++++ ENTRIES SUPPLIED

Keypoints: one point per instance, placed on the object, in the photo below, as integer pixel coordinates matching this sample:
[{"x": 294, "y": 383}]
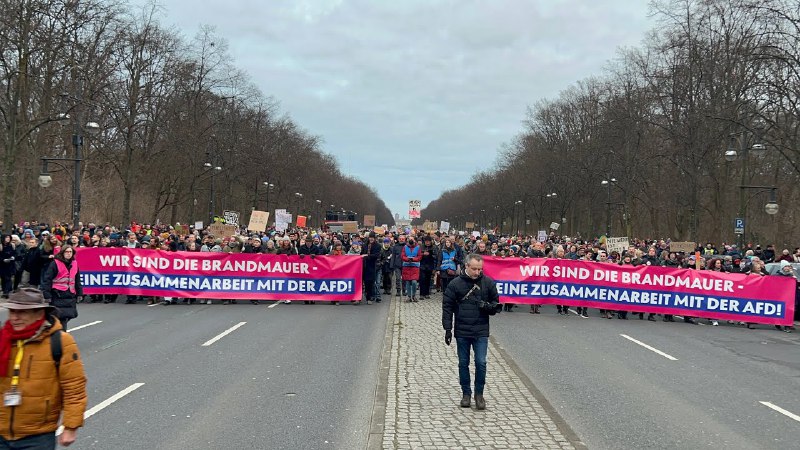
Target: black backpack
[{"x": 55, "y": 348}]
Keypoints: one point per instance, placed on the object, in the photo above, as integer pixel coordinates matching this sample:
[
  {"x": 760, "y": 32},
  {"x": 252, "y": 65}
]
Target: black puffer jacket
[{"x": 470, "y": 321}]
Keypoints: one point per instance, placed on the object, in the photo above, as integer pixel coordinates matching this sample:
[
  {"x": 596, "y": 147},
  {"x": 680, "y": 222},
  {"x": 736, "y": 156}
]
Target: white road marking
[
  {"x": 652, "y": 349},
  {"x": 223, "y": 334},
  {"x": 85, "y": 325},
  {"x": 106, "y": 403},
  {"x": 781, "y": 410}
]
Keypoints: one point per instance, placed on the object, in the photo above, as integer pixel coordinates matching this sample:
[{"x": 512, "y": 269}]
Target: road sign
[{"x": 738, "y": 226}]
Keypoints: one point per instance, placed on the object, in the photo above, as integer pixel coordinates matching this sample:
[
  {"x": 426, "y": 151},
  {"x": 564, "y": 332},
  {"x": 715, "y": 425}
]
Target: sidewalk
[{"x": 422, "y": 394}]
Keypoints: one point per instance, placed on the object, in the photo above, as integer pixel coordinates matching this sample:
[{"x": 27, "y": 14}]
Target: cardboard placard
[
  {"x": 231, "y": 217},
  {"x": 222, "y": 229},
  {"x": 258, "y": 221},
  {"x": 181, "y": 230},
  {"x": 414, "y": 207},
  {"x": 619, "y": 245},
  {"x": 685, "y": 247}
]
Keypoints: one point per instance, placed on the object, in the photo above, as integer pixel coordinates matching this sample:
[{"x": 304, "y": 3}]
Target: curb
[{"x": 377, "y": 423}]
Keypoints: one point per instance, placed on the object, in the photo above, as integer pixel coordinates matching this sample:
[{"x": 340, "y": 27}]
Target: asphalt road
[
  {"x": 617, "y": 394},
  {"x": 304, "y": 376},
  {"x": 294, "y": 376}
]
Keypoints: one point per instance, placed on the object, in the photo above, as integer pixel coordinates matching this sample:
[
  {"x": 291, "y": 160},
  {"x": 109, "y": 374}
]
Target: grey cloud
[{"x": 413, "y": 97}]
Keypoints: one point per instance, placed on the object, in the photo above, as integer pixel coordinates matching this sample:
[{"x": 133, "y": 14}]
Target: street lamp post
[
  {"x": 731, "y": 155},
  {"x": 298, "y": 196},
  {"x": 515, "y": 228},
  {"x": 269, "y": 186},
  {"x": 45, "y": 180},
  {"x": 607, "y": 183},
  {"x": 214, "y": 171}
]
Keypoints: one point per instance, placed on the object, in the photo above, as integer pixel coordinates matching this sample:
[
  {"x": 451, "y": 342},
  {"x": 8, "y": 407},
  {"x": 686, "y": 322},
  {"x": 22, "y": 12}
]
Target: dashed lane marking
[
  {"x": 223, "y": 334},
  {"x": 106, "y": 403},
  {"x": 652, "y": 349},
  {"x": 786, "y": 413},
  {"x": 84, "y": 326}
]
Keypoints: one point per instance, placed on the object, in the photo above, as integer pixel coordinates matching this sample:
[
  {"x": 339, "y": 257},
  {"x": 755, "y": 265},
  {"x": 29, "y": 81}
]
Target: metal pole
[
  {"x": 211, "y": 199},
  {"x": 608, "y": 210},
  {"x": 742, "y": 200},
  {"x": 77, "y": 142}
]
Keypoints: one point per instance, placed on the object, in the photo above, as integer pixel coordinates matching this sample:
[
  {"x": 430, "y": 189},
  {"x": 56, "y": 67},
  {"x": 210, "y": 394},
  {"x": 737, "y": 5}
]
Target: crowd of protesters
[{"x": 412, "y": 262}]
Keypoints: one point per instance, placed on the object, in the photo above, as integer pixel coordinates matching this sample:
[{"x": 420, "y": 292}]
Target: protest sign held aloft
[
  {"x": 649, "y": 289},
  {"x": 220, "y": 275}
]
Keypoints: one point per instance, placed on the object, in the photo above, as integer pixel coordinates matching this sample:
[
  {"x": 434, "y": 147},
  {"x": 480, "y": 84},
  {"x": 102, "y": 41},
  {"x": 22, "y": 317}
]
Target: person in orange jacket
[{"x": 33, "y": 403}]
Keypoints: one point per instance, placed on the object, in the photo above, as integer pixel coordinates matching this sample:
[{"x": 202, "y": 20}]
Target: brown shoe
[{"x": 480, "y": 402}]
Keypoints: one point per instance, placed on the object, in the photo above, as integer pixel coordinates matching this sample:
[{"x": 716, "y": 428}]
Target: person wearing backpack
[{"x": 33, "y": 403}]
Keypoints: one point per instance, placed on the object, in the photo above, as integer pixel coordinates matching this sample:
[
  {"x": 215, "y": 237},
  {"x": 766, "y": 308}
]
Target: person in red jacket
[
  {"x": 411, "y": 256},
  {"x": 37, "y": 391},
  {"x": 61, "y": 285}
]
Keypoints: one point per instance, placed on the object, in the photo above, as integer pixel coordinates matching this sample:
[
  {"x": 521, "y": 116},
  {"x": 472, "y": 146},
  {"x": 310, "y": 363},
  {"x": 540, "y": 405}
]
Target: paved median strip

++++++++

- **WHAT IS EXPECTED**:
Set down all of the data word for word; no pictures belong in it.

- **RESULT OF THE EXERCISE**:
Keypoints: one point per instance, placed on the object, in the photo below, as integer pixel coordinates matching this sample:
[{"x": 294, "y": 383}]
Target: black backpack
[{"x": 55, "y": 348}]
Keypoints: one point per instance, placed on the object, in the photo above, as integer pixel coordinates matching this sample:
[
  {"x": 760, "y": 32},
  {"x": 252, "y": 65}
]
Target: black puffer jacket
[{"x": 470, "y": 321}]
Keypoints: one point per instance, placed on the object, in the photo above, as integer pixel coordinates matching this sample:
[
  {"x": 596, "y": 147},
  {"x": 680, "y": 222},
  {"x": 736, "y": 156}
]
Target: white road marking
[
  {"x": 652, "y": 349},
  {"x": 223, "y": 334},
  {"x": 85, "y": 325},
  {"x": 106, "y": 403},
  {"x": 781, "y": 410}
]
Keypoints: one point per instance, placed on the object, in the photo above, as integer pixel coordinates matching this sample:
[{"x": 512, "y": 269}]
Target: road sign
[{"x": 738, "y": 226}]
Keypoints: one point per instance, placed on the object, in the photo above, as integer pixel coordinates matching this sample:
[
  {"x": 426, "y": 151},
  {"x": 564, "y": 332},
  {"x": 715, "y": 425}
]
Target: sidewalk
[{"x": 422, "y": 394}]
Keypoints: one point per instance, placed on the object, in the photo above, as integer pixel coordinates matching this sample:
[{"x": 27, "y": 14}]
Target: cardboard placard
[
  {"x": 231, "y": 217},
  {"x": 222, "y": 229},
  {"x": 258, "y": 221},
  {"x": 181, "y": 230},
  {"x": 414, "y": 207},
  {"x": 619, "y": 245},
  {"x": 685, "y": 247}
]
Keypoints: one point per instance, placed on the object, in the photo above, as integer pixel coordinates matching this sample:
[{"x": 304, "y": 3}]
Target: curb
[{"x": 377, "y": 423}]
Keypoints: one point per instance, placed on the object, in the photo above, as integer pixel coordinates matching this sample:
[{"x": 340, "y": 27}]
Target: asphalt road
[
  {"x": 617, "y": 394},
  {"x": 304, "y": 376},
  {"x": 294, "y": 376}
]
Keypoints: one point per instance, placed on the object, in the photo above, as integer pixel coordinates matching this sample:
[
  {"x": 291, "y": 160},
  {"x": 109, "y": 374}
]
Target: grey cloud
[{"x": 413, "y": 97}]
Keypoints: one point per instance, placed on the object, in the photo above, as integer pixel coordinates matching this sample:
[{"x": 133, "y": 14}]
Target: street lamp post
[
  {"x": 731, "y": 155},
  {"x": 298, "y": 196},
  {"x": 515, "y": 228},
  {"x": 269, "y": 186},
  {"x": 45, "y": 180},
  {"x": 607, "y": 183},
  {"x": 214, "y": 171}
]
Keypoints: one point per instance, placed on the object, in the photo above, as integer pixel coordinates matching this sample:
[
  {"x": 451, "y": 342},
  {"x": 8, "y": 407},
  {"x": 686, "y": 322},
  {"x": 22, "y": 12}
]
Target: dashed lane marking
[
  {"x": 223, "y": 334},
  {"x": 106, "y": 403},
  {"x": 652, "y": 349},
  {"x": 786, "y": 413},
  {"x": 84, "y": 326}
]
Keypoints: one point per instance, placed on the object, in the photo above, as integer pixel coordinates matching this sample:
[
  {"x": 339, "y": 257},
  {"x": 755, "y": 265},
  {"x": 29, "y": 81}
]
Target: metal pole
[
  {"x": 211, "y": 199},
  {"x": 608, "y": 210},
  {"x": 742, "y": 200},
  {"x": 77, "y": 142}
]
Keypoints: one point per instance, placed on the object, in the photo above, as integer pixel coordinates matching this sample:
[
  {"x": 430, "y": 189},
  {"x": 56, "y": 67},
  {"x": 210, "y": 394},
  {"x": 737, "y": 5}
]
Target: crowd of protesters
[{"x": 412, "y": 262}]
Keypoints: one point per instance, placed on the object, in the photo above, as integer pixel coordinates matching this sample:
[{"x": 420, "y": 292}]
Target: protest sign held aloft
[
  {"x": 649, "y": 289},
  {"x": 220, "y": 275}
]
Keypoints: one point per instance, placed on the object, in the photo above, as integer pixel coordinates matching this sample:
[
  {"x": 434, "y": 147},
  {"x": 480, "y": 84},
  {"x": 102, "y": 41},
  {"x": 22, "y": 317}
]
Target: person in orange jacket
[{"x": 33, "y": 403}]
Keypoints: one point per instance, placed on the object, in the photo above, as integer pixel coordinates matching this sample:
[{"x": 202, "y": 20}]
Target: brown shoe
[{"x": 480, "y": 402}]
Keypoints: one point per instance, placed on the object, in the photo above, as integer pixel coordinates matching this sample:
[{"x": 716, "y": 428}]
Target: person wearing backpack
[{"x": 33, "y": 403}]
Keypoints: one point per instance, placed on the object, in the photo above, as integer pixel coordinates matching this sample:
[
  {"x": 215, "y": 237},
  {"x": 766, "y": 308}
]
Target: person in red jacket
[
  {"x": 411, "y": 256},
  {"x": 37, "y": 391},
  {"x": 61, "y": 285}
]
Keypoints: one point per instance, placed on the object, in the photo above, as integer pixel coordinates matching this sample:
[
  {"x": 521, "y": 116},
  {"x": 472, "y": 146},
  {"x": 310, "y": 363},
  {"x": 540, "y": 405}
]
Target: paved median strip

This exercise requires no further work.